**Short exercise**: Show each line from the rows below that contains the word "child", copied in full.

**Information shown**:
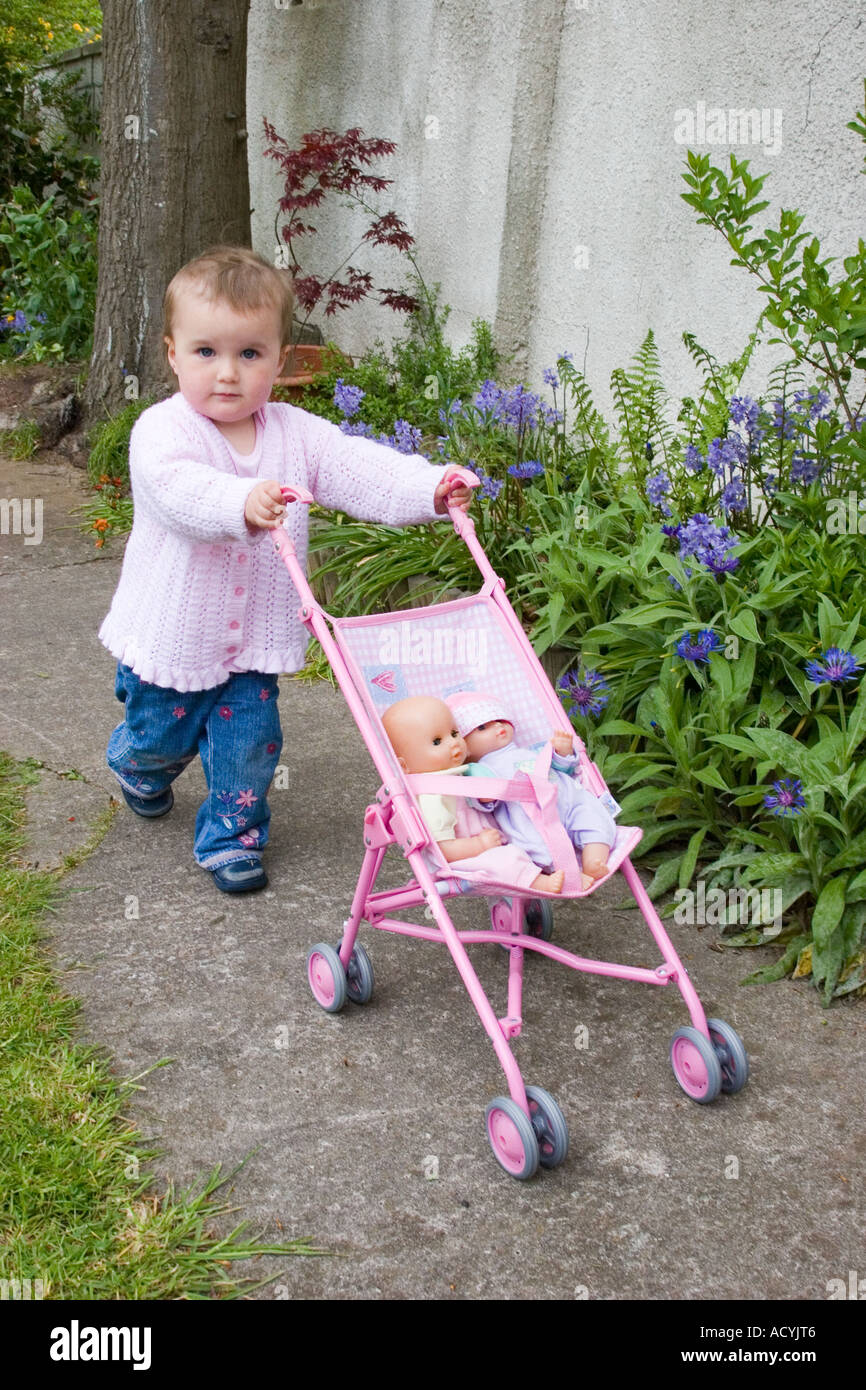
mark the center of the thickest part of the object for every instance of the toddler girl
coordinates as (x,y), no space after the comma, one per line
(205,615)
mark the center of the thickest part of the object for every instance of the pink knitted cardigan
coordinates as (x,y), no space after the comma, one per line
(200,594)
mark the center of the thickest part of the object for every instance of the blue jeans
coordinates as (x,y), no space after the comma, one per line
(234,729)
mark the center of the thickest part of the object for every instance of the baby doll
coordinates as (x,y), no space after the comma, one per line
(489,733)
(423,736)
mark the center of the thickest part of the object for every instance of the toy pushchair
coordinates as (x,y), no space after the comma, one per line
(435,651)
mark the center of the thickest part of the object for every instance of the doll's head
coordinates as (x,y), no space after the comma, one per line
(483,722)
(424,736)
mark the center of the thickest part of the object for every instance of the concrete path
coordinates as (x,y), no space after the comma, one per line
(366,1129)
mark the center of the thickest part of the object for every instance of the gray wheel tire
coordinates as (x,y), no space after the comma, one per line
(731,1054)
(549,1125)
(512,1137)
(327,977)
(695,1065)
(359,976)
(538,916)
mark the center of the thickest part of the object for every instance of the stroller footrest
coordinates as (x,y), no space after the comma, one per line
(377,831)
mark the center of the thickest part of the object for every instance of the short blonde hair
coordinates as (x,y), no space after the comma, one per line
(238,277)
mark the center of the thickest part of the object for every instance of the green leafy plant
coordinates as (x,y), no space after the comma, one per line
(49,285)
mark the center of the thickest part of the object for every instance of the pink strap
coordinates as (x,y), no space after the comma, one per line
(537,794)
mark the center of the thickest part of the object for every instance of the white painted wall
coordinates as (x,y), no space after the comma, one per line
(531,128)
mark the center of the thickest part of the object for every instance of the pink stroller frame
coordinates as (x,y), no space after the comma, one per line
(477,642)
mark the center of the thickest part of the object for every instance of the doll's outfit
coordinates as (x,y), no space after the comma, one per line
(581,813)
(452,818)
(205,615)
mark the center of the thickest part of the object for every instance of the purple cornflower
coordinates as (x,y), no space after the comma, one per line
(587,691)
(530,469)
(701,648)
(407,437)
(489,487)
(788,799)
(348,399)
(694,459)
(521,407)
(455,407)
(708,542)
(745,412)
(726,453)
(804,469)
(733,498)
(783,420)
(656,488)
(488,399)
(838,666)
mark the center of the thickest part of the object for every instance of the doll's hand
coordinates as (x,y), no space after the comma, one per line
(489,840)
(264,505)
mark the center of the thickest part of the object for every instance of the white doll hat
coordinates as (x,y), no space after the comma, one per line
(473,708)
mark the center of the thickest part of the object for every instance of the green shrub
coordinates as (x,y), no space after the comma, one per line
(49,287)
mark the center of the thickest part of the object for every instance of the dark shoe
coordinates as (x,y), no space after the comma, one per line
(241,876)
(149,806)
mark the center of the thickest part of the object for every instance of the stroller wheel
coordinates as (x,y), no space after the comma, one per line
(731,1054)
(549,1125)
(538,916)
(327,977)
(512,1137)
(359,976)
(695,1065)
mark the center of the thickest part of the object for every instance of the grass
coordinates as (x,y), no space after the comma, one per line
(22,441)
(78,1211)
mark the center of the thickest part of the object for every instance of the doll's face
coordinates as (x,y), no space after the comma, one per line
(424,736)
(488,737)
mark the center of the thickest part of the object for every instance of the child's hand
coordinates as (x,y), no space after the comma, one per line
(264,505)
(459,496)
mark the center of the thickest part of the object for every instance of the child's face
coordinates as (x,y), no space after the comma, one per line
(225,362)
(488,737)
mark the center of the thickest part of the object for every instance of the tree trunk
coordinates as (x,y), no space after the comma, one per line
(174,175)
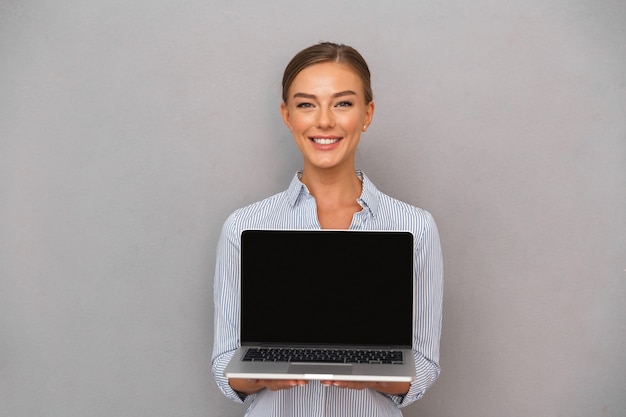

**Expected output**:
mark the center of the thickest part of the object for every instance of the child's hand
mark the center of the thickest part of the object for every instance of the child's face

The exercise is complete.